━━━ Provided data ━━━

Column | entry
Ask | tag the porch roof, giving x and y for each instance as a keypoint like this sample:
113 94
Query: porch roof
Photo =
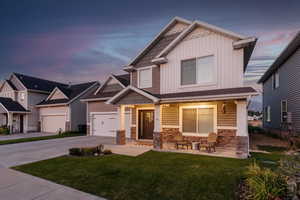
11 105
240 92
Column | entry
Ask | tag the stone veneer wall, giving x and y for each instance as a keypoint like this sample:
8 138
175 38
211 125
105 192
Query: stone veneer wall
121 137
68 126
133 133
88 128
226 138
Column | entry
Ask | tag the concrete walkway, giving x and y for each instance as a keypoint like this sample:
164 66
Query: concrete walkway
24 135
15 185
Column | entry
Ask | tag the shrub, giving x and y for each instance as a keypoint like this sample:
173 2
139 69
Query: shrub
107 152
75 152
265 184
4 130
89 151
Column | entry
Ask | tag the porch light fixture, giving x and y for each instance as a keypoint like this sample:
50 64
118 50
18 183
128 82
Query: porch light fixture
224 108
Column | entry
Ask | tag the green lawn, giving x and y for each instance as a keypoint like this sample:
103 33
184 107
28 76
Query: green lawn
32 139
153 175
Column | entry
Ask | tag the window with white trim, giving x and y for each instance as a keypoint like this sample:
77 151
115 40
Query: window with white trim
198 71
275 80
22 96
284 110
145 78
197 121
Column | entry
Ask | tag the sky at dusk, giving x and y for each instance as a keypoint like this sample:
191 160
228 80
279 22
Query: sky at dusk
82 40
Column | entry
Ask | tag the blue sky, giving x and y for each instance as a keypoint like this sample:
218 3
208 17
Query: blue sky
83 40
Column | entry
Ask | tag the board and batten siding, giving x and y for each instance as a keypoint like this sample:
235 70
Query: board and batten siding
170 114
199 43
289 89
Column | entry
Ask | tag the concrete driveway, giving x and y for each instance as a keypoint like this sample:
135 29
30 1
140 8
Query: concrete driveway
22 153
24 135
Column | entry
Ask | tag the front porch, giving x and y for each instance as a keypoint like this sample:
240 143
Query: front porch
158 125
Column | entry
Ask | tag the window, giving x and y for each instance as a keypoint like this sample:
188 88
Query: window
284 111
275 80
22 96
145 78
197 121
268 113
198 71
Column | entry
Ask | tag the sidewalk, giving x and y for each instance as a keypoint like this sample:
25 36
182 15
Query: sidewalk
15 185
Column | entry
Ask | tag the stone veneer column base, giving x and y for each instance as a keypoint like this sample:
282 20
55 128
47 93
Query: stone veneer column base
88 128
67 126
133 133
157 140
121 137
242 146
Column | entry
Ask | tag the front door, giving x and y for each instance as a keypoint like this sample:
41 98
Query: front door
146 124
21 123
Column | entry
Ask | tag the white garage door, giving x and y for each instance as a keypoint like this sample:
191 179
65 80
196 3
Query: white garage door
52 123
106 124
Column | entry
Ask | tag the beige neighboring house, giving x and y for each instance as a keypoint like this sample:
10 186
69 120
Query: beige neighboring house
20 94
187 82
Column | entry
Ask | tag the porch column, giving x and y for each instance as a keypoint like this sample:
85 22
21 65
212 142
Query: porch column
157 137
10 122
121 134
242 128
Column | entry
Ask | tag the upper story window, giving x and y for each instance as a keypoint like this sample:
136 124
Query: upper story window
145 78
198 71
275 80
268 113
22 96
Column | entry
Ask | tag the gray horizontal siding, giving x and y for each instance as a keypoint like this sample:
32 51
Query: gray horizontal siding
289 89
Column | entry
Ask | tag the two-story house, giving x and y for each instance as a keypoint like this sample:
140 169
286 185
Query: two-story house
188 81
30 104
281 91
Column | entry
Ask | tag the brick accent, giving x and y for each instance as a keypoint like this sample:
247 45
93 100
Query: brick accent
88 128
68 126
157 140
133 133
121 137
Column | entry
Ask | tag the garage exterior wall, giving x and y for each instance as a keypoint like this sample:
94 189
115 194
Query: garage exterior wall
78 114
99 106
55 110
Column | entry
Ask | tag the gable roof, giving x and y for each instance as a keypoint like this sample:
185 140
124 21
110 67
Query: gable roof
162 45
72 92
124 81
38 84
290 49
158 37
11 105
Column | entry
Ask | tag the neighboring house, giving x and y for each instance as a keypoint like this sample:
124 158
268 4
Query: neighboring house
281 90
21 93
188 81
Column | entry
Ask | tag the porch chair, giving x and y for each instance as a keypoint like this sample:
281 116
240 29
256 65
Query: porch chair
180 142
210 143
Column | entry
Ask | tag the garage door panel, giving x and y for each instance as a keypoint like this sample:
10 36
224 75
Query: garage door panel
53 123
107 124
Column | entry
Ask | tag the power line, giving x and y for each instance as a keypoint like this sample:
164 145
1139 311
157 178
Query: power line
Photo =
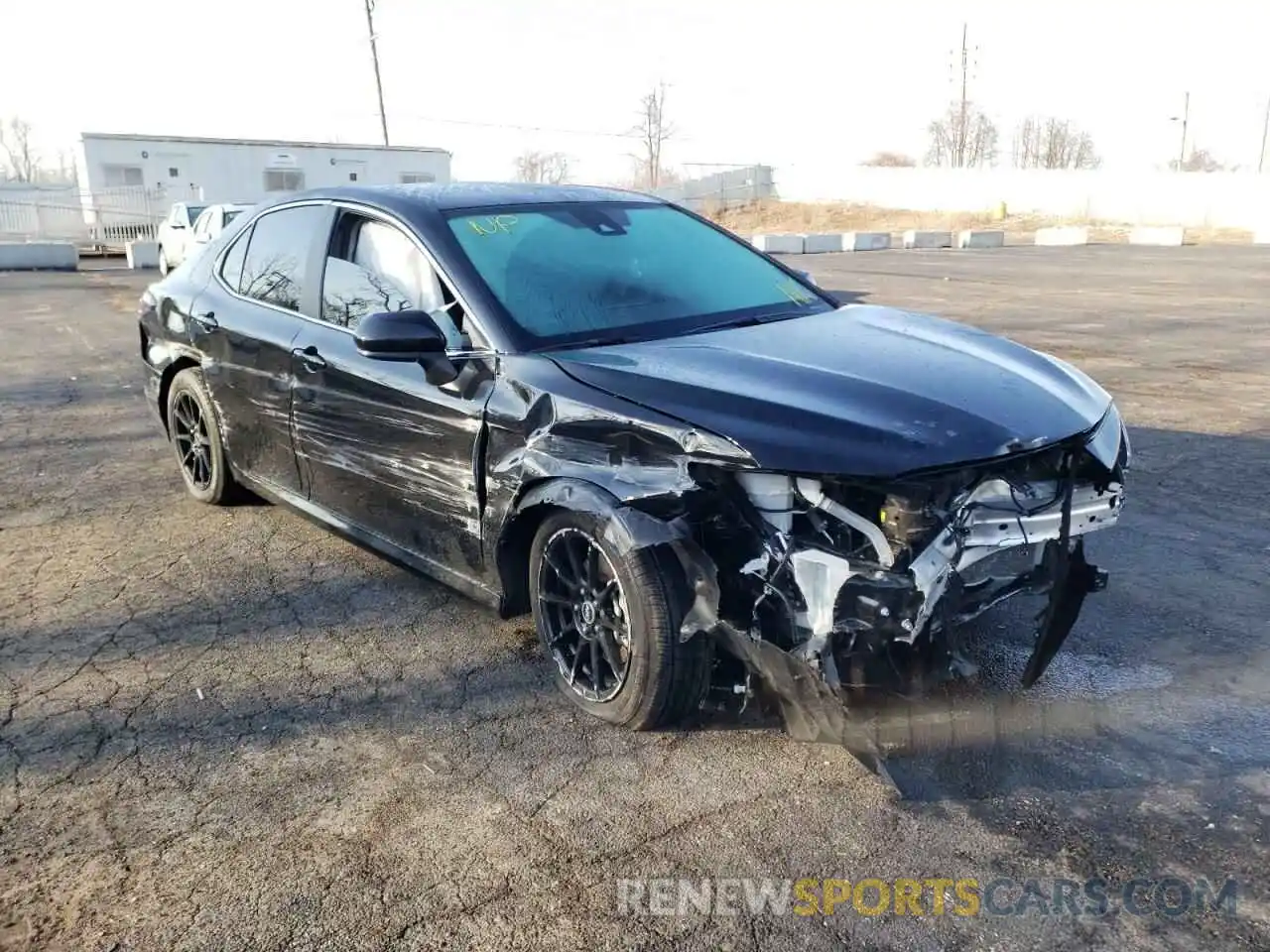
375 59
517 127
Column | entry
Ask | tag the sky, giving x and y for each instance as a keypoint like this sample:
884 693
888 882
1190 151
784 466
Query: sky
775 82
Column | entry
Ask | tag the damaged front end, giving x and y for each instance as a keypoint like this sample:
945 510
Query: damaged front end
866 581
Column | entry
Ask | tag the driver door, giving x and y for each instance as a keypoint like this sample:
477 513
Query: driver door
382 448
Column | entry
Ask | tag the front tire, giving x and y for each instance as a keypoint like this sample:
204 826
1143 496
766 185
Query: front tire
610 624
195 438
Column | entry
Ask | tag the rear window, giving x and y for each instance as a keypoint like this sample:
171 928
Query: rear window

━━━

_Given instruction_. Pick out every line of the entries that contains the string "brick", and copy each one. Case counts.

_Complete response_.
Ask | tag the brick accent, giving x and y for each instance as a keypoint like this sample:
Query: brick accent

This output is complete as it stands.